■ **Text**

Their second cluster was about truth and identity: what is real, who am I really, what does it even mean to be human. Nearly half of these teenagers say they have a clear sense of who they are, yet seventy percent feel pressure to figure out who they really are, which means many are performing a confidence they do not feel. The answer to who am I, really, is not a personality test, and it is not an algorithm. It is the word John gave us: you are a child of God, and that is what you are. Before you achieved anything, before you performed anything, before you figured anything out, you were named and known and loved.
The third cluster nearly breaks the heart, for how closely it echoes this text. It was about belonging. Seven in ten teens feel pressure over where they truly belong, two-thirds wonder whether anyone genuinely cares about them, and nearly three in five are still working out whether their own parents will always love them. Do you hear it? That is Hagar’s boy under the bush. That is the question of every cast-out child in every wilderness: Does anyone see me? Does anyone hear me? Will the people who are supposed to love me actually stay?

■ **Activity list**
A) Quote the sermon text word for word, everything from "The third cluster" down to "me actually stay?".
B) Pick up the sermon text on teens and belonging after its last sentence and keep writing.
The records have nothing to do with this.

■ **Data excerpts**
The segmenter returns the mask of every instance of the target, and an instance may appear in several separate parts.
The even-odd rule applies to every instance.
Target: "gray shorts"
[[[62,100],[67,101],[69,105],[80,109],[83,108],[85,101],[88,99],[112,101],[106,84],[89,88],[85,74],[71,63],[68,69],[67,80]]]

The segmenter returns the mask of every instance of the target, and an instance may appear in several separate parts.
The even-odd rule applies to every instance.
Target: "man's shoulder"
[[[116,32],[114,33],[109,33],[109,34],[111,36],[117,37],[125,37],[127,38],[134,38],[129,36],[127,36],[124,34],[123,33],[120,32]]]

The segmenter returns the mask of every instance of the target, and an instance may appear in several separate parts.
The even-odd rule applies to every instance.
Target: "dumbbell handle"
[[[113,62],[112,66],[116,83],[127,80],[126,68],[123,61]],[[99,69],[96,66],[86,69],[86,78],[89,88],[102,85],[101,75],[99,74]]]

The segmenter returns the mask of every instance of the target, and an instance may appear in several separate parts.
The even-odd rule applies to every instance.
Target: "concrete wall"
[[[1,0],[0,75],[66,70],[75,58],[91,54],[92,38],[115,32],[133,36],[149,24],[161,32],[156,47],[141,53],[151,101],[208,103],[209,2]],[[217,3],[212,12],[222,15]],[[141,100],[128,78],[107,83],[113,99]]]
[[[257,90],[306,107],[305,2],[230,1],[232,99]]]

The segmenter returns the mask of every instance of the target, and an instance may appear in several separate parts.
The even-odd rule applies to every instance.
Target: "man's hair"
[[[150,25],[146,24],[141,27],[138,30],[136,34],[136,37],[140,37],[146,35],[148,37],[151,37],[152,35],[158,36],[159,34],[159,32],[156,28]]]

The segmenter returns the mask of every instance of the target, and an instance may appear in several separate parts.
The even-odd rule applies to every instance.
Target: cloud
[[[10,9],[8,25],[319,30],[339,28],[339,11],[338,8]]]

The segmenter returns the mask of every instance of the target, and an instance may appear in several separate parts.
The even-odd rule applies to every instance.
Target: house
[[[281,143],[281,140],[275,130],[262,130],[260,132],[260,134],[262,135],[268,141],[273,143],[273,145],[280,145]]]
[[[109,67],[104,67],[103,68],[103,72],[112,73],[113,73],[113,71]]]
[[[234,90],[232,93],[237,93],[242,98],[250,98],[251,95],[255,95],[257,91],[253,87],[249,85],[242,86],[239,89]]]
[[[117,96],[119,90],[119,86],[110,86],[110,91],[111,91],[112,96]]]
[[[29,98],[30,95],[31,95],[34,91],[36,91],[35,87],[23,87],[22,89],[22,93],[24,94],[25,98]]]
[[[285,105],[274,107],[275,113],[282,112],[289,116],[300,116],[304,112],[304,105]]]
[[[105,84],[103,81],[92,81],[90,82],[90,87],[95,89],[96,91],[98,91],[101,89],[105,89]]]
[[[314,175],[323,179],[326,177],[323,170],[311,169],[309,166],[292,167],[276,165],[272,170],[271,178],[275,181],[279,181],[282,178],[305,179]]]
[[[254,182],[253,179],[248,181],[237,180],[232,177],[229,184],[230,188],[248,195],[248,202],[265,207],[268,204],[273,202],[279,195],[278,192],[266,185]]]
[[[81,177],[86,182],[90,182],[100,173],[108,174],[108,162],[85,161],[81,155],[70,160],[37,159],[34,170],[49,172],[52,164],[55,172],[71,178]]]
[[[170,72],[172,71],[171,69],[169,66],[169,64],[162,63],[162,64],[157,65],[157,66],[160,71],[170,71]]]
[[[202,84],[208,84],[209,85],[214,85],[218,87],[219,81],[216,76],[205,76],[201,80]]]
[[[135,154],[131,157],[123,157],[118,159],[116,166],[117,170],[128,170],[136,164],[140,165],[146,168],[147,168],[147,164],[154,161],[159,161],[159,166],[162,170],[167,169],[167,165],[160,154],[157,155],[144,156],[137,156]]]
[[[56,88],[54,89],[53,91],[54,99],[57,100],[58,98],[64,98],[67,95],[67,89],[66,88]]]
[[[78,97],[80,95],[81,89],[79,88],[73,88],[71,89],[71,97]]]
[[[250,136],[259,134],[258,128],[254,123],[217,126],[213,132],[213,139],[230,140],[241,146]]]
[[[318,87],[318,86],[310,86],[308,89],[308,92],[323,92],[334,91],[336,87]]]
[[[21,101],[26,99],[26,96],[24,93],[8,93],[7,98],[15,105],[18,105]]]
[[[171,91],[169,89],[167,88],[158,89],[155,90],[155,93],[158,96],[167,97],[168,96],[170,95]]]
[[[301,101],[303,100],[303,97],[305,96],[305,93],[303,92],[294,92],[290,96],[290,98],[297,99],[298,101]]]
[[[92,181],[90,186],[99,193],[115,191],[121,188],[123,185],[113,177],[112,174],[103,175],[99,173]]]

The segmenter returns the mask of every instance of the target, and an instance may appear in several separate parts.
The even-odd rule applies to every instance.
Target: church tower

■ **Results of the tasks**
A)
The third cluster nearly breaks the heart, for how closely it echoes this text. It was about belonging. Seven in ten teens feel pressure over where they truly belong, two-thirds wonder whether anyone genuinely cares about them, and nearly three in five are still working out whether their own parents will always love them. Do you hear it? That is Hagar’s boy under the bush. That is the question of every cast-out child in every wilderness: Does anyone see me? Does anyone hear me? Will the people who are supposed to love me actually stay?

B)
The gospel answer, the Genesis 21 answer, is that there is a God who hears the voice of the boy where he is. The fourth and final cluster, ranking last, was the question of God directly, whether God is real and whether God loves them. But last does not mean unimportant. It means our young people are asking about God sideways, through all the other questions. Every question about the future, about truth, about belonging, is secretly a question about whether there is a God who hears. They simply do not always have the words for it. We do. We get to introduce them to the God who has already shown up.
From the Sermon
“There is a God who hears the voice of the boy where he is. Not where he should be. Where he is. There is a God who sees the ones everyone else has walked away from.”
For Reflection
- If every human question about the future, truth, and belonging is secretly a question about whether God hears, what does that reveal about how God chooses to meet us?
- Which of these four questions, the future, truth, belonging, or God, is most alive in you right now, and where do you sense God listening?
- Which young person in your life is quietly asking will anyone show up for me, and how can you be part of God’s answer this week?
Prayer
God who hears, you know the questions our children carry, even the ones they cannot put into words. Where they fear for the future, be their well in the wilderness. Where they wonder who they are, name them as your own. Where they ask whether anyone will stay, let them meet the God who never walks away. And make us bold enough to introduce them to you. Amen.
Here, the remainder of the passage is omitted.